* [Brief 1]: In the court opinion excerpt, what was the weight of the baby born to the plaintiff?
* [Brief 2]: Rewrite the passage of the court opinion from "Id. at 537-38, 256" to "Rev. 607 (1980).", putting "exactly" in place of "precisely".

* [Page]:
━━━━━━━━━━━━━━━━━━━━━━━━━━━━━━

Id. at 537-38, 256 S.E. 2d at 396, quoting Kidd v. Early, 289 N.C. 343, 370, 222 S.E. 2d 392, 410 (1976). Especially where credibility is concerned, the distinction between issues of law and issues of fact is difficult to draw precisely. “[WJhile credibility is generally for the jury, courts set the outer limits of it by preliminarily determining whether the jury is at liberty to disbelieve the evidence presented by movant.” Id. at 538, 256 S.E. 2d at 396. See generally, 9 Wright and Miller, Federal Practice and Procedure, Section 2535 (1971 and Supp. 1983); Note, 16 Wake Forest L. Rev. 607 (1980).
 Though the NCNB v. Burnette court speaks of three situations where the credibility of a movant’s evidence may be manifest, those situations are not limitations, merely observations drawn from reported cases. The evidence in this case does not fit neatly into any one of the three situations noted in NCNB v. Burnette. It is nevertheless manifestly credible in our opinion.
Most of the evidence in this case is not in dispute. Though his response denies it, defendant admitted at trial that he had sexual relations with plaintiff three times over the weekend of 20 and 21 February 1981 and again on 1 March 1981. He did not use any birth control method and did not ascertain whether plaintiff was using any birth control method before having sex with her. A nine pound, one ounce healthy baby was born to plaintiff nearly nine months later. Defendant’s own expert, Dr. Meis, expressed his opinion on cross examination that plaintiffs baby was prob*420ably full term. He performed a standard gestation period calculation, based on plaintiffs testimony regarding her menstrual cycle and assuming sexual contact on 20 February 1981, that put an estimated date of birth at 11 November 1981, only two days later than plaintiffs child was actually born. Plaintiffs uncontradicted testimony was that defendant was the only man with whom she had sexual contact between December 1980 and late March 1981, when her tests revealed she was pregnant. Blood grouping tests performed on plaintiff, defendant, and the child showed a high probability that defendant was the father.

━━━━━━━━━━━━━━━━━━━━━━━━━━━━━━

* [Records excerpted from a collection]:
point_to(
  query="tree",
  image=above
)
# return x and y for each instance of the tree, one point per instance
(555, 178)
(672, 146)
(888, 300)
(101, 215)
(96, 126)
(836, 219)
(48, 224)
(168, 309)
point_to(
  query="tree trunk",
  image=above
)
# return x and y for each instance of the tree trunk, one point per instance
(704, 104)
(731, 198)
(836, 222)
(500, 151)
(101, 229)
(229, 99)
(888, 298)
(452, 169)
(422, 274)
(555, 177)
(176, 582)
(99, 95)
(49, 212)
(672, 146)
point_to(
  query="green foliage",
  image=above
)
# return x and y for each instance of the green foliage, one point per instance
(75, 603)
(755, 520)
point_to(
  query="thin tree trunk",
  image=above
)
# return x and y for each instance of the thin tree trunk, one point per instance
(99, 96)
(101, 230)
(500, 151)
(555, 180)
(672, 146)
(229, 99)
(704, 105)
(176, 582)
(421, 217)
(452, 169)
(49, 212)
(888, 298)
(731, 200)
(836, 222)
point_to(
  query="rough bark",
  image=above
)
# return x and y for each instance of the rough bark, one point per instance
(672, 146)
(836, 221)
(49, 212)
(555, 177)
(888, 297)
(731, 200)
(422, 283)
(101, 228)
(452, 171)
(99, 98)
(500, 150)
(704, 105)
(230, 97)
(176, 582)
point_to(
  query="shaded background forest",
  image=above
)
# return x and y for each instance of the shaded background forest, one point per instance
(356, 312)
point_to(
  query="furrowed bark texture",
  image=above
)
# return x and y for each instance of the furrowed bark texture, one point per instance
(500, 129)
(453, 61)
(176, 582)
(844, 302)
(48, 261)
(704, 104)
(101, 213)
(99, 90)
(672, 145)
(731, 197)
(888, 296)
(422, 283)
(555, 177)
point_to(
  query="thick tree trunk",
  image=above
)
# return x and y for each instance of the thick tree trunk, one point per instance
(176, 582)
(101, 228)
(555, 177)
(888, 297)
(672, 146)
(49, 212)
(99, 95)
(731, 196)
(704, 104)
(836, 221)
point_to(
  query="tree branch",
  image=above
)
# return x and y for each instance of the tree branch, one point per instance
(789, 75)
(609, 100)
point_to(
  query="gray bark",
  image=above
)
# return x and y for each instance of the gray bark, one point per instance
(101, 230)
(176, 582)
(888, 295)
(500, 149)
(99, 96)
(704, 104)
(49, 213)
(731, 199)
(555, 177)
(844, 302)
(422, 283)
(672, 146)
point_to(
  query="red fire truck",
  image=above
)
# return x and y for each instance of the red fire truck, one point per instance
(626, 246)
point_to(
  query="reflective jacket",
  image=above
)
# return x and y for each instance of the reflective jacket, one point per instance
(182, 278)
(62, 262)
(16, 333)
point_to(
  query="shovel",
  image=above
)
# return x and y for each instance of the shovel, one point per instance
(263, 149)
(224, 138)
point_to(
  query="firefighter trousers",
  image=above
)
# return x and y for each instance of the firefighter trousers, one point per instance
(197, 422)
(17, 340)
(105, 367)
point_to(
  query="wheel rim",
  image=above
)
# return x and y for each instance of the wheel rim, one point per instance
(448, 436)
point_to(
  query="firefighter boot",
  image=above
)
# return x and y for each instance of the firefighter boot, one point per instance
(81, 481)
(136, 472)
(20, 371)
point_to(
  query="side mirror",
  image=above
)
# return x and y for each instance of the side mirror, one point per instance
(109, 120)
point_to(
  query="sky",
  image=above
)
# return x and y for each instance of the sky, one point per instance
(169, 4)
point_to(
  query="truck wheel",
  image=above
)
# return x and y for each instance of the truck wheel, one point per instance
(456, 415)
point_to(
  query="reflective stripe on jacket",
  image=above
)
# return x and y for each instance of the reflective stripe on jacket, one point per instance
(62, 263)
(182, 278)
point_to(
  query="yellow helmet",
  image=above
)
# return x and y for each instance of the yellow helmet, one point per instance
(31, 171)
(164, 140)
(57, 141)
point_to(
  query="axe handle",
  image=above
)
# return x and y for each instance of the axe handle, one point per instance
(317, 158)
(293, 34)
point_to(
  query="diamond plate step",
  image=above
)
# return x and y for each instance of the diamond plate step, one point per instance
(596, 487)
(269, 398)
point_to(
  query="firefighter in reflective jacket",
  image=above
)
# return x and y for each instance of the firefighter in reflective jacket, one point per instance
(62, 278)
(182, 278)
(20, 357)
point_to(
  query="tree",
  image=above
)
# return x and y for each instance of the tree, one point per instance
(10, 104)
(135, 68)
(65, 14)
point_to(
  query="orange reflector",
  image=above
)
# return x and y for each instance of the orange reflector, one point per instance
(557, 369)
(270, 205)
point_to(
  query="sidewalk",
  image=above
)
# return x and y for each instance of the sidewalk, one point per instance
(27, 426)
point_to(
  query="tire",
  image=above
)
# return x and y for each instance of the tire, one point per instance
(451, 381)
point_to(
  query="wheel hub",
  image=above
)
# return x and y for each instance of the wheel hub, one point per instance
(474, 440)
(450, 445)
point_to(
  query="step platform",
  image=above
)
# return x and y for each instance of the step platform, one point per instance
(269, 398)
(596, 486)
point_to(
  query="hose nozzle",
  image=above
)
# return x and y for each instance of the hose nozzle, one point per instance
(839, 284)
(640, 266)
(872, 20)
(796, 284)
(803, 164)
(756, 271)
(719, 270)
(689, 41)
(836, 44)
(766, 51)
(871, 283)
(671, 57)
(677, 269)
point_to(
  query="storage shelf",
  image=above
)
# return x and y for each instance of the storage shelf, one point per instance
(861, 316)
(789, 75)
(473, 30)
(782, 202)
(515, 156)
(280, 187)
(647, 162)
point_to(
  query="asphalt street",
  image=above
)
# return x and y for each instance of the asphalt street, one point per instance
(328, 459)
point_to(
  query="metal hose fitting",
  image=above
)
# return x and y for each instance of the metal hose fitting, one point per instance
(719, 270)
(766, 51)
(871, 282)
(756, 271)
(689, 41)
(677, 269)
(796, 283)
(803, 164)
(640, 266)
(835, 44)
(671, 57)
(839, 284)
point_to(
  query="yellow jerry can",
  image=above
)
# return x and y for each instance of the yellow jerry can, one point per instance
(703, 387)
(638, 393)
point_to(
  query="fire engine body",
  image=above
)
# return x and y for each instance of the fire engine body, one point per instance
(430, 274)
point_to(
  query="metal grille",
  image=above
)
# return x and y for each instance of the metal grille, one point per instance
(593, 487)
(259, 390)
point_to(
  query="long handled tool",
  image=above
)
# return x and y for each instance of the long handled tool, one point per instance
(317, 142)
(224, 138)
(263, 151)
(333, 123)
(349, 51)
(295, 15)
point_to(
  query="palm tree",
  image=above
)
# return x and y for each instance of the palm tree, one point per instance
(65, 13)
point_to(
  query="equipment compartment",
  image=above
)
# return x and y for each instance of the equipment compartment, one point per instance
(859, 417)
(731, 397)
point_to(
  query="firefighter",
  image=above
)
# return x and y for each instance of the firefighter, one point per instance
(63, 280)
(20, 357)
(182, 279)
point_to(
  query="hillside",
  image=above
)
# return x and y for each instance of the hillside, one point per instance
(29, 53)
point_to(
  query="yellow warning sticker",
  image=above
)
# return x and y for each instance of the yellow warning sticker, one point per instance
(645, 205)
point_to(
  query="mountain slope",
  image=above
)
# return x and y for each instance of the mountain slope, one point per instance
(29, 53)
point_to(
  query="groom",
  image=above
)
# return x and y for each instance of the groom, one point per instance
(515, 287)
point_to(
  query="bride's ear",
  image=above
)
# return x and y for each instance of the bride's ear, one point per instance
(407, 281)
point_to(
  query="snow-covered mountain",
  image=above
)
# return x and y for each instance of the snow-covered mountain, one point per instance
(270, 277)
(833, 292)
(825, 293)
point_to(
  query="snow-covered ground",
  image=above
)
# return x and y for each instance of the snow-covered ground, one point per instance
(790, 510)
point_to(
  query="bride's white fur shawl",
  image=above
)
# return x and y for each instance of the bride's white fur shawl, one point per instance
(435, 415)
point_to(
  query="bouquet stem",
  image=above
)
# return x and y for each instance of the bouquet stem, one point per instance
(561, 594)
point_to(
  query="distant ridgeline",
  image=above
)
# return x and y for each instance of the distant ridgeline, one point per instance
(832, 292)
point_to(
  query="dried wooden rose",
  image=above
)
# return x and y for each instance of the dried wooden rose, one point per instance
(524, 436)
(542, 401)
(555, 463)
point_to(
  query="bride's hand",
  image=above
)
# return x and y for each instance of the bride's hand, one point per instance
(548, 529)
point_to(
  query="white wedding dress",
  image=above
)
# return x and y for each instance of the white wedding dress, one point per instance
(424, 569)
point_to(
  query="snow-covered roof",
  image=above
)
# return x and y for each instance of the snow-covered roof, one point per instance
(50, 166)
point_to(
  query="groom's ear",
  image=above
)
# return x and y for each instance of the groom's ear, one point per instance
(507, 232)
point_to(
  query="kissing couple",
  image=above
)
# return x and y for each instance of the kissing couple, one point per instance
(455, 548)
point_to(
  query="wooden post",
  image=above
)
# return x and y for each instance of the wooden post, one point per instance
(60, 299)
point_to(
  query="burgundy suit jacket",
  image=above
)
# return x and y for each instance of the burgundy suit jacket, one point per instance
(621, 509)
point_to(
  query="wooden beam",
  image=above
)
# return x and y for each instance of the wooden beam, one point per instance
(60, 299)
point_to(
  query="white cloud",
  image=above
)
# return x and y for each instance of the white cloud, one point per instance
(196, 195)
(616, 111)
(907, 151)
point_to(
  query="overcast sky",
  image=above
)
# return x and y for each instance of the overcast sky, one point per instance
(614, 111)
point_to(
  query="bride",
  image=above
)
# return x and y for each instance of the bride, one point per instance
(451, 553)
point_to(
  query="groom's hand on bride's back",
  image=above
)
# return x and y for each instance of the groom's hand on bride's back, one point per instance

━━━━━━━━━━━━━━━━━━━━━━━━━━━━━━

* [Complete output 1]: Nine pounds, one ounce.

* [Complete output 2]:
Id. at 537-38, 256 S.E. 2d at 396, quoting Kidd v. Early, 289 N.C. 343, 370, 222 S.E. 2d 392, 410 (1976). Especially where credibility is concerned, the distinction between issues of law and issues of fact is difficult to draw exactly. “[WJhile credibility is generally for the jury, courts set the outer limits of it by preliminarily determining whether the jury is at liberty to disbelieve the evidence presented by movant.” Id. at 538, 256 S.E. 2d at 396. See generally, 9 Wright and Miller, Federal Practice and Procedure, Section 2535 (1971 and Supp. 1983); Note, 16 Wake Forest L. Rev. 607 (1980).